SET PROBLEM: Extract every line of the records that contains the string "Mark".

--------

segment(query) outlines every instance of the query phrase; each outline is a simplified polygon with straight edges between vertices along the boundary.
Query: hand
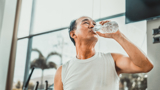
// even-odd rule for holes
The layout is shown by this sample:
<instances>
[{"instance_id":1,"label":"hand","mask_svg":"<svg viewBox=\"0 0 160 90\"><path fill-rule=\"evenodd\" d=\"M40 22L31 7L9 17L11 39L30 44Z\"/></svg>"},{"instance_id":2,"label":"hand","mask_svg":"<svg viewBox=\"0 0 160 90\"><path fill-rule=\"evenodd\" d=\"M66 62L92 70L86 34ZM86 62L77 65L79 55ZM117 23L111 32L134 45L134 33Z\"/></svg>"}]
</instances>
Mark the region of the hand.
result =
<instances>
[{"instance_id":1,"label":"hand","mask_svg":"<svg viewBox=\"0 0 160 90\"><path fill-rule=\"evenodd\" d=\"M103 25L107 22L110 22L109 20L106 20L106 21L101 21L99 22L99 24ZM96 32L99 36L101 37L104 37L104 38L116 38L118 37L119 35L121 35L121 32L119 30L117 30L116 32L114 33L101 33L99 31Z\"/></svg>"}]
</instances>

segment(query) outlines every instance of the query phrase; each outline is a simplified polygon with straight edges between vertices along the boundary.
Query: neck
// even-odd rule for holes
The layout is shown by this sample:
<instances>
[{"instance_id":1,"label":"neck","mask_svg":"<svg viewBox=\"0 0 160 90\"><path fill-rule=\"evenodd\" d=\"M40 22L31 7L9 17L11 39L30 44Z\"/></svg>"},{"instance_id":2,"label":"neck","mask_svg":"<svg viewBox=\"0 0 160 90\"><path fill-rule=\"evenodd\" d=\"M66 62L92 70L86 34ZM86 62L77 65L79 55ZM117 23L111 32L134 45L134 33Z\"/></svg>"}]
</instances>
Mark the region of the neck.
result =
<instances>
[{"instance_id":1,"label":"neck","mask_svg":"<svg viewBox=\"0 0 160 90\"><path fill-rule=\"evenodd\" d=\"M95 55L95 45L76 45L76 58L78 59L87 59Z\"/></svg>"}]
</instances>

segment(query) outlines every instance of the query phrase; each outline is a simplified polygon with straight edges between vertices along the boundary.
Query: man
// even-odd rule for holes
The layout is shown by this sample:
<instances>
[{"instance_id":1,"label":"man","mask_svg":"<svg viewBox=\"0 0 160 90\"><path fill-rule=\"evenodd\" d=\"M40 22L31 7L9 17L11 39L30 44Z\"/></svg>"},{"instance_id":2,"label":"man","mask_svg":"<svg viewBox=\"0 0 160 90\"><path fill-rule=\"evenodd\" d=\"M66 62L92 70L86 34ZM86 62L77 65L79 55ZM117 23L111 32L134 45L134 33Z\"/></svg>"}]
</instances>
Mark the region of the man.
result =
<instances>
[{"instance_id":1,"label":"man","mask_svg":"<svg viewBox=\"0 0 160 90\"><path fill-rule=\"evenodd\" d=\"M100 24L109 21L101 21ZM54 90L118 90L121 73L146 73L153 64L119 30L115 33L94 32L90 17L80 17L70 25L69 35L76 47L76 57L57 69ZM95 51L98 35L116 40L128 56Z\"/></svg>"}]
</instances>

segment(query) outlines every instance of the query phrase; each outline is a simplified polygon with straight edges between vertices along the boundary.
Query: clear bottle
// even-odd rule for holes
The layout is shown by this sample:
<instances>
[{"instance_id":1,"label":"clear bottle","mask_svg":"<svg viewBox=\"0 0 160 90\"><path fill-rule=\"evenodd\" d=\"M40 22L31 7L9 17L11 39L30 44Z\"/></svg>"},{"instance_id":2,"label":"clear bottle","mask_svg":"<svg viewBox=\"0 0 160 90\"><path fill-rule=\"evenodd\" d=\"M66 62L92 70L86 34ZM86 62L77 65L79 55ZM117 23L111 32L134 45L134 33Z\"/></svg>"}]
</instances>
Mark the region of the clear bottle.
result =
<instances>
[{"instance_id":1,"label":"clear bottle","mask_svg":"<svg viewBox=\"0 0 160 90\"><path fill-rule=\"evenodd\" d=\"M96 25L93 28L93 31L101 30L103 33L114 33L119 29L118 23L115 21L107 22L103 25Z\"/></svg>"}]
</instances>

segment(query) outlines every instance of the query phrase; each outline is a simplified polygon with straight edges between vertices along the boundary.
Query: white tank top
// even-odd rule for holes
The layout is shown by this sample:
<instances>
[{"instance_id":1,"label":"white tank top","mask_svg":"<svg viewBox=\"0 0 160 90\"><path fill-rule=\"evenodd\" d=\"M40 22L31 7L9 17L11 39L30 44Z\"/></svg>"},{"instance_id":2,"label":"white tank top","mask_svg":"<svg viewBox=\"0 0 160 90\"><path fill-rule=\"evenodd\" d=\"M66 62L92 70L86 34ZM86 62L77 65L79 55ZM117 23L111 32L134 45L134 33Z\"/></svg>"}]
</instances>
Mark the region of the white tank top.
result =
<instances>
[{"instance_id":1,"label":"white tank top","mask_svg":"<svg viewBox=\"0 0 160 90\"><path fill-rule=\"evenodd\" d=\"M96 52L85 60L74 57L62 65L61 76L64 90L119 90L111 53Z\"/></svg>"}]
</instances>

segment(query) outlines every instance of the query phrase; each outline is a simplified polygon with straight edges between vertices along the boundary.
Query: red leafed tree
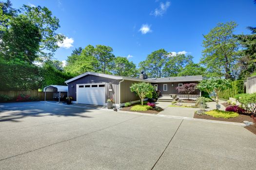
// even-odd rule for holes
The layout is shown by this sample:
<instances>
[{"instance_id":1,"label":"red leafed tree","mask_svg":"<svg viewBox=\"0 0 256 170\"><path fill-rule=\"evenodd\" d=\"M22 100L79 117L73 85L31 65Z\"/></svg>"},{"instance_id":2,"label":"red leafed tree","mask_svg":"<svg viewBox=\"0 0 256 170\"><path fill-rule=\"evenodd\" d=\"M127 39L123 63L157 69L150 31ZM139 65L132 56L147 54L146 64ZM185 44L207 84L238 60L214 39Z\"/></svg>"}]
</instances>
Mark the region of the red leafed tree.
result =
<instances>
[{"instance_id":1,"label":"red leafed tree","mask_svg":"<svg viewBox=\"0 0 256 170\"><path fill-rule=\"evenodd\" d=\"M188 99L189 99L189 95L195 92L197 85L196 83L184 84L182 86L176 87L176 90L177 90L179 93L184 93L187 95Z\"/></svg>"}]
</instances>

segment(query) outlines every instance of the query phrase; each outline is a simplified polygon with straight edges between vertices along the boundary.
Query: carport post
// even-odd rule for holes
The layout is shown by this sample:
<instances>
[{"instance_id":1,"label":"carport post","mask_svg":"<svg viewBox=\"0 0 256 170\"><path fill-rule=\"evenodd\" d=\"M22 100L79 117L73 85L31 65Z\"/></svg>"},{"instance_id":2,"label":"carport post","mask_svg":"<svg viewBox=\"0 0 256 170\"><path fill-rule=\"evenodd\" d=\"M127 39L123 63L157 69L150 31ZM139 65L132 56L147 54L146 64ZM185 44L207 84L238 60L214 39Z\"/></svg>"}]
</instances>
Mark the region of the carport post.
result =
<instances>
[{"instance_id":1,"label":"carport post","mask_svg":"<svg viewBox=\"0 0 256 170\"><path fill-rule=\"evenodd\" d=\"M59 102L60 101L60 92L59 92Z\"/></svg>"}]
</instances>

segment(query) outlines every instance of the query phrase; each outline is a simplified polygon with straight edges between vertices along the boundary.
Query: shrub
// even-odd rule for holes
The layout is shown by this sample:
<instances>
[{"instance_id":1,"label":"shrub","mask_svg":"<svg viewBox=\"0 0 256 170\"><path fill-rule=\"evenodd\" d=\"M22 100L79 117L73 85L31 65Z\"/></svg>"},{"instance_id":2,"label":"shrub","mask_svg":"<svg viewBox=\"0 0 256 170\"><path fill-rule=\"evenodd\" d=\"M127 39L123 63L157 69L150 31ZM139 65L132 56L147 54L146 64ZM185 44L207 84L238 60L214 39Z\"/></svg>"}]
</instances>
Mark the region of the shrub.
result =
<instances>
[{"instance_id":1,"label":"shrub","mask_svg":"<svg viewBox=\"0 0 256 170\"><path fill-rule=\"evenodd\" d=\"M256 93L244 95L239 98L238 101L250 114L256 113Z\"/></svg>"},{"instance_id":2,"label":"shrub","mask_svg":"<svg viewBox=\"0 0 256 170\"><path fill-rule=\"evenodd\" d=\"M11 101L12 98L4 94L0 94L0 102L6 102Z\"/></svg>"},{"instance_id":3,"label":"shrub","mask_svg":"<svg viewBox=\"0 0 256 170\"><path fill-rule=\"evenodd\" d=\"M205 98L204 97L200 97L197 99L195 106L196 107L200 107L200 106L202 105L204 108L206 108L207 106L206 102L205 101Z\"/></svg>"},{"instance_id":4,"label":"shrub","mask_svg":"<svg viewBox=\"0 0 256 170\"><path fill-rule=\"evenodd\" d=\"M217 109L206 112L205 114L207 115L212 116L214 118L222 118L224 119L236 118L239 116L238 114L236 112L226 112Z\"/></svg>"},{"instance_id":5,"label":"shrub","mask_svg":"<svg viewBox=\"0 0 256 170\"><path fill-rule=\"evenodd\" d=\"M151 106L152 107L156 107L156 104L155 104L154 103L151 103L150 102L148 102L147 103L147 105L148 106Z\"/></svg>"},{"instance_id":6,"label":"shrub","mask_svg":"<svg viewBox=\"0 0 256 170\"><path fill-rule=\"evenodd\" d=\"M124 107L129 107L131 105L132 105L131 102L126 102L125 103L124 103Z\"/></svg>"},{"instance_id":7,"label":"shrub","mask_svg":"<svg viewBox=\"0 0 256 170\"><path fill-rule=\"evenodd\" d=\"M237 105L228 106L225 110L227 112L233 112L237 113L239 114L245 113L246 112L245 109L239 107Z\"/></svg>"},{"instance_id":8,"label":"shrub","mask_svg":"<svg viewBox=\"0 0 256 170\"><path fill-rule=\"evenodd\" d=\"M131 108L132 111L147 111L152 109L152 107L147 105L136 105L133 106Z\"/></svg>"},{"instance_id":9,"label":"shrub","mask_svg":"<svg viewBox=\"0 0 256 170\"><path fill-rule=\"evenodd\" d=\"M173 102L172 102L172 104L173 104L173 105L174 105L174 104L177 103L177 101L173 101Z\"/></svg>"}]
</instances>

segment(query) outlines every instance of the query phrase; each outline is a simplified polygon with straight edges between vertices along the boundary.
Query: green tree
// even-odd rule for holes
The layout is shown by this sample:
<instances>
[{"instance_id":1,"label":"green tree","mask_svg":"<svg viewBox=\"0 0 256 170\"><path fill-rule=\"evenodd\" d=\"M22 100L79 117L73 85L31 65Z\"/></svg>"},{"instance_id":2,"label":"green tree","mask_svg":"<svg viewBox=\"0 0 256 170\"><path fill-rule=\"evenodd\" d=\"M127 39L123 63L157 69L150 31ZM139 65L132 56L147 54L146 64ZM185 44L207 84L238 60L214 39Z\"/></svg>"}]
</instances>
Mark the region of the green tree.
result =
<instances>
[{"instance_id":1,"label":"green tree","mask_svg":"<svg viewBox=\"0 0 256 170\"><path fill-rule=\"evenodd\" d=\"M184 54L170 55L164 66L163 72L164 77L175 77L183 68L191 62L193 57Z\"/></svg>"},{"instance_id":2,"label":"green tree","mask_svg":"<svg viewBox=\"0 0 256 170\"><path fill-rule=\"evenodd\" d=\"M7 60L32 63L37 58L41 37L38 28L24 16L13 17L3 34L0 53Z\"/></svg>"},{"instance_id":3,"label":"green tree","mask_svg":"<svg viewBox=\"0 0 256 170\"><path fill-rule=\"evenodd\" d=\"M132 77L136 77L138 75L136 65L132 61L129 62L126 57L115 58L110 67L109 69L114 75Z\"/></svg>"},{"instance_id":4,"label":"green tree","mask_svg":"<svg viewBox=\"0 0 256 170\"><path fill-rule=\"evenodd\" d=\"M39 55L40 60L51 58L59 48L58 42L62 42L65 36L56 33L60 27L59 20L52 16L52 13L47 8L40 6L30 7L24 5L22 8L25 16L39 30L41 36L39 43Z\"/></svg>"},{"instance_id":5,"label":"green tree","mask_svg":"<svg viewBox=\"0 0 256 170\"><path fill-rule=\"evenodd\" d=\"M168 55L169 53L163 49L152 52L145 61L139 63L140 70L147 71L150 77L161 77Z\"/></svg>"},{"instance_id":6,"label":"green tree","mask_svg":"<svg viewBox=\"0 0 256 170\"><path fill-rule=\"evenodd\" d=\"M214 78L202 80L197 87L200 90L206 91L209 94L214 92L216 96L216 104L218 104L219 93L231 87L231 84L229 80Z\"/></svg>"},{"instance_id":7,"label":"green tree","mask_svg":"<svg viewBox=\"0 0 256 170\"><path fill-rule=\"evenodd\" d=\"M205 68L199 64L191 62L186 66L183 69L177 74L178 76L204 75Z\"/></svg>"},{"instance_id":8,"label":"green tree","mask_svg":"<svg viewBox=\"0 0 256 170\"><path fill-rule=\"evenodd\" d=\"M155 90L151 84L145 82L133 84L130 89L132 92L136 93L140 98L141 105L143 105L145 98L152 98L152 93Z\"/></svg>"},{"instance_id":9,"label":"green tree","mask_svg":"<svg viewBox=\"0 0 256 170\"><path fill-rule=\"evenodd\" d=\"M226 79L235 78L233 68L238 59L238 41L233 34L235 22L218 23L204 35L201 63L206 67L208 75Z\"/></svg>"},{"instance_id":10,"label":"green tree","mask_svg":"<svg viewBox=\"0 0 256 170\"><path fill-rule=\"evenodd\" d=\"M246 78L256 71L256 27L247 28L251 31L251 34L236 35L243 47L242 57L238 62L241 78Z\"/></svg>"}]
</instances>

--------

EXERCISE SOLUTION:
Mark the region of the hand.
Mark the region of the neck.
Mark the region of the man.
Mark the region of the clear bottle.
Mark the region of the white tank top.
Mark the region of the red leafed tree.
Mark the region of the carport post.
Mark the region of the shrub.
Mark the region of the green tree.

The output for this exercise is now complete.